EXTRACT PROVIDED:
------------------------------

I’ve been looking at generating primes, and using various element-wise operations in Numpy arrays to do so. To cut the the chase, prime6 below is the fastest implementation. The ones before that tell the story of how I got there.
The following function uses a for loop to generate primes less than 100k and takes about 7 secs on my laptop:
- import numpy
- import math
- def prime2(upto=100000):
- return filter(lambda num: numpy.array([num % factor for factor in range(2,1+int(math.sqrt(num)))]).all(), range(2,upto+1))
If we remove the for loop we cut the time to about 1.3 secs:
- import numpy
- import math
- def prime(upto=100000):
- return filter(lambda num: (num % numpy.arange(2,1+int(math.sqrt(num)))).all(), range(2,upto+1))
By not including even numbers, we can run in half the time again to about .7 secs:
- import numpy
- import math
- def prime3(upto=100000):
- return [2]+filter(lambda num: (num % numpy.arange(3,1+int(math.sqrt(num)),2)).all(), range(3,upto+1,2))
The above is illustrative of efficiencies in using element-wise operations in Numpy arrays rather than looping.
A good way of speeding up the above code even further is by breaking after finding the first modulo equal zero condition. The code below runs in about .4 seconds:
- import numpy
- import math
- def prime4(upto=100000):
- primes=[2]
- for num in range(3,upto+1,2):
- isprime=True
- for factor in range(3,1+int(math.sqrt(num)),2):
- if not num % factor: isprime=False; break
- if isprime: primes.append(num)
- return primes
Ok Scruffy Pete has laid down the challenge in the comments section so I need to get serious about optimization. The code below uses a few Numpy tricks for a zippy implementation and generates 1 million primes in about .03 secs, about 6X faster than Scruffy Pete’s.
- import math
- import numpy
- def prime5(upto=100000):
- primes=numpy.arange(2,upto+1)
- isprime=numpy.ones(upto-1,dtype=bool)

------------------------------

Rows from a pointing dataset:
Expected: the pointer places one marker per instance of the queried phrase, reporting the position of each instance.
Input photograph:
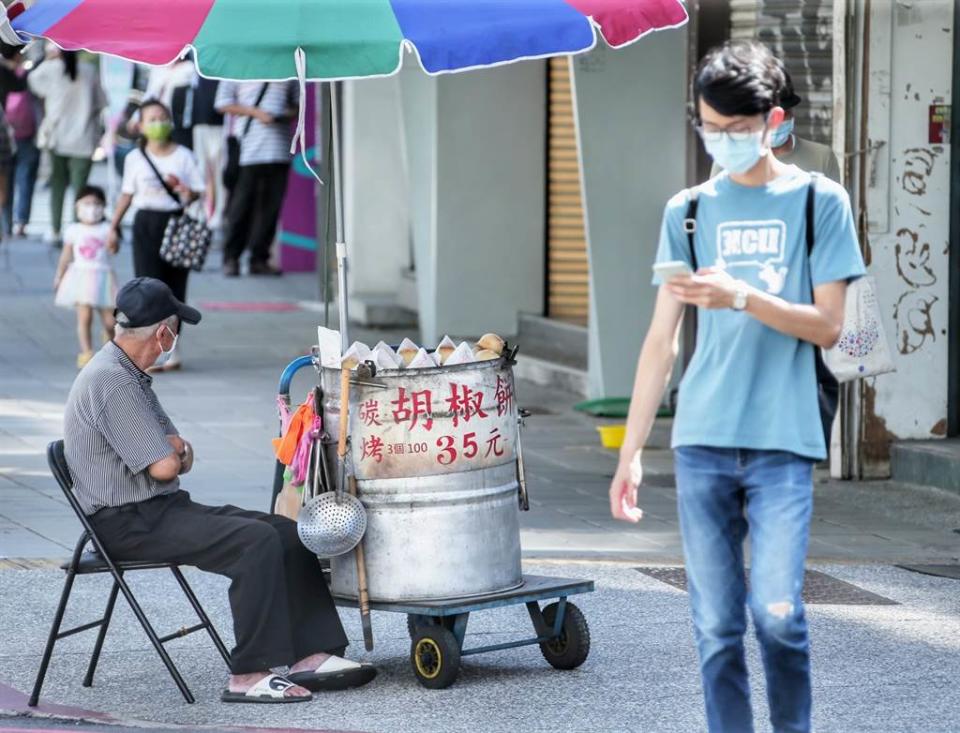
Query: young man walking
(747, 429)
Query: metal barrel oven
(435, 455)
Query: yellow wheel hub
(428, 658)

------------------------------

TASKS TO COMPLETE:
1. Transcribe the passage of the post on generating primes with NumPy that opens with the words "- return primes" and closes with "than Scruffy Pete’s.".
2. Finish out the next part of the post on generating primes with NumPy, picking up from the last line it shows.

RESPONSES:
1.
- return primes
Ok Scruffy Pete has laid down the challenge in the comments section so I need to get serious about optimization. The code below uses a few Numpy tricks for a zippy implementation and generates 1 million primes in about .03 secs, about 6X faster than Scruffy Pete’s.

2.
- for factor in primes[:int(math.sqrt(upto))]:
- if isprime[factor-2]: isprime[factor*2-2::factor]=0
- return primes[isprime]
UPDATE 9/3 – did a half sieve style implementation of the above (see comments) which runs a little faster – under .02 secs for primes up to 1 million. Updated for Python 3 and incorporating suggestion in comments from Paul Weemaes
- import math
- import numpy
- def prime6(upto=1000000):
- primes=numpy.arange(3,upto+1,2)
- isprime=numpy.ones((upto-1)//2,dtype=bool)
- for factor in primes[:int(math.sqrt(upto))//2]:
- if isprime[(factor-2)//2]: isprime[(factor*3-2)//2::factor]=0
- return numpy.insert(primes[isprime],0,2)
The Sieve Of Eratosthenes is faster. One possible implementation:
how about this one…. primesfrom2to(n)
Very interesting – thanks Bob.
I notice that the fastest pure python solution on that post runs at about .15 secs on my machine.
My Numpy solution is about 3X better than that.
The half/third-sieve Numpy solutions primesfrom3to(n) and primesfrom2to(n) from your link are almost twice as fast as mine, which is probably expected.
At some point I’ll try to turn mine into a half sieve and get proper timings.
ok – made the change for the 1/2 sieve (see update). The code now runs comparable to the 1/2 sieve impl in bob’s link. Though dare I say my impl is a little more elegant?
I thought about having a shot at the 1/3 sieve but after a few minutes thought it may be time to stop the madness.
I posted my 1/2 sieve implementation on
They run automated tests against the submitted prime scripts, and you can see that mine (nolfonzo_prime6) wasn’t the fastest but held its own against the other numpy implementations clocking in at 12ms for 1 million primes.
You can look at the scripts and results here: http://ideone.com/oDg2Y
Some of the faster implementations dispensed with the initial prime array I had, and backed into it from the sieve, or indexes, directly at the end. I guess that’s the way you’re supposed to do a sieve but it does get a little more complicated – more memory efficient though I’m guessing.
Interesting stuff.
Pete’s is the fatest my Mac. But I love your first numpy pythonic solution without loops.
I’m not a programmer, but I’m interested in learning python. I’m trying to write a program in python. Can you please help me out?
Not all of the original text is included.